The team of scientists involved in the study, published online June 17 in Nature Geoscience, was led by Sarah J. Feakins of the University of Southern California in Los Angeles, and included researchers from NASA's Jet Propulsion Laboratory in Pasadena, Calif., and Louisiana State University in Baton Rouge.
By examining plant leaf wax remnants in sediment core samples taken from beneath the Ross Ice Shelf, the research team found summer temperatures along the Antarctic coast 15 to 20 million years ago were 20 degrees Fahrenheit (11 degrees Celsius) warmer than today, with temperatures reaching as high as 45 degrees Fahrenheit (7 degrees Celsius). Precipitation levels also were found to be several times higher than today.
"The ultimate goal of the study was to better understand what the future of climate change may look like," said Feakins, an assistant professor of Earth sciences at the USC Dornsife College of Letters, Arts and Sciences. "Just as history has a lot to teach us about the future, so does past climate. This record shows us how much warmer and wetter it can get around the Antarctic ice sheet as the climate system heats up. This is some of the first evidence of just how much warmer it was."
Scientists began to suspect that high-latitude temperatures during the middle Miocene epoch were warmer than previously believed when co-author Sophie Warny, assistant professor at LSU, discovered large quantities of pollen and algae in sediment cores taken around Antarctica. Fossils of plant life in Antarctica are difficult to come by because the movement of the massive ice sheets covering the landmass grinds and scrapes away the evidence.
"Marine sediment cores are ideal to look for clues of past vegetation, as the fossils deposited are protected from ice sheet advances, but these are technically very difficult to acquire in the Antarctic and require international collaboration," said Warny.
Tipped off by the tiny pollen samples, Feakins opted to look at the remnants of leaf wax taken from sediment cores for clues. Leaf wax acts as a record of climate change by documenting the hydrogen isotope ratios of the water the plant took up while it was alive.
"Ice cores can only go back about one million years," Feakins said. "Sediment cores allow us to go into 'deep time.'"
Based upon a model originally developed to analyze hydrogen isotope ratios in atmospheric water vapor data from NASA's Aura spacecraft, co-author and JPL scientist Jung-Eun Lee created experiments to find out just how much warmer and wetter climate may have been.

_DIRECTIVE 1_:
Can you reproduce the records beginning at the line that has "the cathedral stone" and stopping after the line that has "[[686, 104]]", substituting "Usage note" for each "Quickstart" and leaving everything else unchanged? Give back only those lines.
The article above and the records that follow come from separate, unrelated sources.

_DATA ROWS_:
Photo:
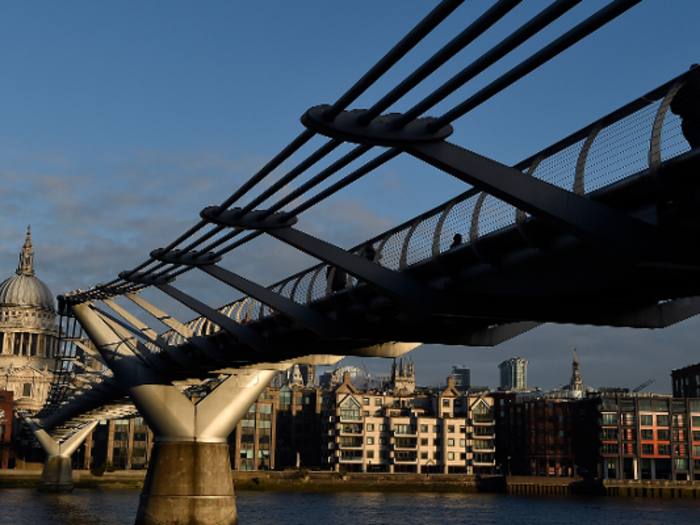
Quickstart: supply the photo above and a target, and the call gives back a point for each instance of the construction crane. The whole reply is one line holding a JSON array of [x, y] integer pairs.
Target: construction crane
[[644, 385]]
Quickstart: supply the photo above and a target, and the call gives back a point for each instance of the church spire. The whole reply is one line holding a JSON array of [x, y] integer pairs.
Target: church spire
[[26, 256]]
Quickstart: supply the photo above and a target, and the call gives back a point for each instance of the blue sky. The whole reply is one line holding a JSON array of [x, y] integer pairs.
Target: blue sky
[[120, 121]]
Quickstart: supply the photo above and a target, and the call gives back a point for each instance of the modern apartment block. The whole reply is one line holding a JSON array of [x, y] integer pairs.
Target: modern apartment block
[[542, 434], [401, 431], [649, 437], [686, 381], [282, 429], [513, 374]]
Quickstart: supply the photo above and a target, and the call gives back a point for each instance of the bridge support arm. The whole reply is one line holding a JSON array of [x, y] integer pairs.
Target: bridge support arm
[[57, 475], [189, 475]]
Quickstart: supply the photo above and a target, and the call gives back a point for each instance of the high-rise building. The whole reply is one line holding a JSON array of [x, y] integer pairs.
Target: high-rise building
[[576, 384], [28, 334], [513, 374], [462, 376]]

...

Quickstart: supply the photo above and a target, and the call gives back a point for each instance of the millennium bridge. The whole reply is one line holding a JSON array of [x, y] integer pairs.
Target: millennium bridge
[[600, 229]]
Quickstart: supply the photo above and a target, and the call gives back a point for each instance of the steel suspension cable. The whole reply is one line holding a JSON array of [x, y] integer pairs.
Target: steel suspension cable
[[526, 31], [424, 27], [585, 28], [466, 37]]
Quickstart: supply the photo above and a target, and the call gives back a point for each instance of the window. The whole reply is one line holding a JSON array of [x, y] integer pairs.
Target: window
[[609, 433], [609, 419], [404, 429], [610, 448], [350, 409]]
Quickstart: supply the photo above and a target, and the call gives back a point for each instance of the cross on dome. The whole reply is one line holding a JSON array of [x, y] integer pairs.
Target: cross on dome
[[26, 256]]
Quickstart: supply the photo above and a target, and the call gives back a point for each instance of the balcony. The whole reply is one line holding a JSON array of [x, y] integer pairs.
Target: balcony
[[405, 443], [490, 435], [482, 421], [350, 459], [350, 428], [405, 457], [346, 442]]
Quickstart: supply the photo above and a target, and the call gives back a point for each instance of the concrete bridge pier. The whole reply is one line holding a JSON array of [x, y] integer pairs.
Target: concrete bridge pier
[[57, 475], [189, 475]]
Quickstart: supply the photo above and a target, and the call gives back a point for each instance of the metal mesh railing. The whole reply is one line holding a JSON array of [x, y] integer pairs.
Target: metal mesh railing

* * *

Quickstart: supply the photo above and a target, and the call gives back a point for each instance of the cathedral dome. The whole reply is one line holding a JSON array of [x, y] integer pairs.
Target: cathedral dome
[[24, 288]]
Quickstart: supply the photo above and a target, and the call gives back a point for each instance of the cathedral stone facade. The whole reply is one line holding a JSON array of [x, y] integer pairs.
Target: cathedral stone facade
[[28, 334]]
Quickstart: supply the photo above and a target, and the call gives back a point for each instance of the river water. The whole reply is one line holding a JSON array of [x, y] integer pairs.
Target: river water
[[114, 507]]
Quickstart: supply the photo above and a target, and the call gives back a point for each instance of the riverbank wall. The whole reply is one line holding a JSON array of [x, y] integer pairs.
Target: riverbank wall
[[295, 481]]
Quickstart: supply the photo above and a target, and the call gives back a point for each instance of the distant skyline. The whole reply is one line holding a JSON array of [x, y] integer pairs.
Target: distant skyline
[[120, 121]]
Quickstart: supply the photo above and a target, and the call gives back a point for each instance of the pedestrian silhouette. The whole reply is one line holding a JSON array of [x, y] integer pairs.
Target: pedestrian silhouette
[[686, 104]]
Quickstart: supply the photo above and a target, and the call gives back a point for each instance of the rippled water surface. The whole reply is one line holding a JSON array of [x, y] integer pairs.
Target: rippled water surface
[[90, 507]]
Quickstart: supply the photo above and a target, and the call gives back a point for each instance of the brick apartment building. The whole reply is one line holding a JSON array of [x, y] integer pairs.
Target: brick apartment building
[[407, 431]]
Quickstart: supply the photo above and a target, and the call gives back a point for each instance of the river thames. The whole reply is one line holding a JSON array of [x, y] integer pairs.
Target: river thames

_DIRECTIVE 2_:
Could you resume the article on Antarctica's warmer Miocene climate, carrying it on from its final sentence?

_WRITTEN RESPONSE 1_:
Usage note: supply the photo above and a target, and the call gives back a point for each instance of the cathedral stone facade. The whole reply is one line holding a JSON array of [x, y] integer pairs.
Target: cathedral stone facade
[[28, 334]]
Usage note: supply the photo above and a target, and the call gives back a point for each instance of the river water. The whole reply is one line holding a JSON array of [x, y] integer pairs.
Target: river water
[[114, 507]]
Usage note: supply the photo above and a target, and the call gives back a point for each instance of the riverbank wall. The whole reply is one line holding a JSON array of [x, y] integer pairs.
Target: riverbank wall
[[295, 481]]
Usage note: supply the photo above and a target, and the call gives back a point for each instance of the distant skyline. The whole reply is one line holding a JSON array of [x, y] integer pairs.
Target: distant skyline
[[120, 121]]
Usage note: supply the photo above and a target, and the call gives back a point for each instance of the pedestrian silhouette. The whole reply is one line holding a JSON array of [x, y] integer pairs.
Target: pedestrian silhouette
[[686, 104]]

_WRITTEN RESPONSE 2_:
"When the planet heats up, the biggest changes are seen toward the poles," Lee said. "The southward movement of rain bands associated with a warmer climate in the high-latitude southern hemisphere made the margins of Antarctica less like a polar desert, and more like present-day Iceland."
The peak of this Antarctic greening occurred during the middle Miocene period, between 16.4 and 15.7 million years ago. This was well after the age of the dinosaurs, which became extinct 64 million years ago. During the Miocene epoch, mostly modern-looking animals roamed Earth, such as three-toed horses, deer, camel and various species of apes. Modern humans did not appear until 200,000 years ago.
Warm conditions during the middle Miocene are thought to be associated with carbon dioxide levels of around 400 to 600 parts per million (ppm). In 2012, carbon dioxide levels have climbed to 393 ppm, the highest they've been in the past several million years. At the current rate of increase, atmospheric carbon dioxide levels are on track to reach middle Miocene levels by the end of this century.
High carbon dioxide levels during the middle Miocene epoch have been documented in other studies through multiple lines of evidence, including the number of microscopic pores on the surface of plant leaves and geochemical evidence from soils and marine organisms. While none of these 'proxies' is as reliable as the bubbles of gas trapped in ice cores, they are the best evidence available this far back in time. While scientists do not yet know precisely why carbon dioxide was at these levels during the middle Miocene, high carbon dioxide, together with the global warmth documented from many parts of the world and now also from the Antarctic region, appear to coincide during this period in Earth's history.
This research was funded by the U.S. National Science Foundation with additional support from NASA. The California Institute of Technology in Pasadena manages JPL for NASA.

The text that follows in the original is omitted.